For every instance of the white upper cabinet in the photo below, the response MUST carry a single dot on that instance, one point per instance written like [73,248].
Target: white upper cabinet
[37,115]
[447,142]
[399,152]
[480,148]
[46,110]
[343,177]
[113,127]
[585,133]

------------------------------------

→ PROMPT: Turn the entries above into a Markdown table with two columns, Row and Line. Number each line in order and leave out any blank lines.

→ THE REPLY:
| Row | Line |
|---|---|
| 1 | For every instance of the white upper cabinet in the photo below, the response MUST carry a single dot on that instance, one point per instance written like [73,248]. |
| 2 | Target: white upper cabinet |
| 3 | [37,115] |
| 4 | [447,142] |
| 5 | [399,152] |
| 6 | [480,148] |
| 7 | [46,110] |
| 8 | [343,177] |
| 9 | [113,127] |
| 10 | [585,133] |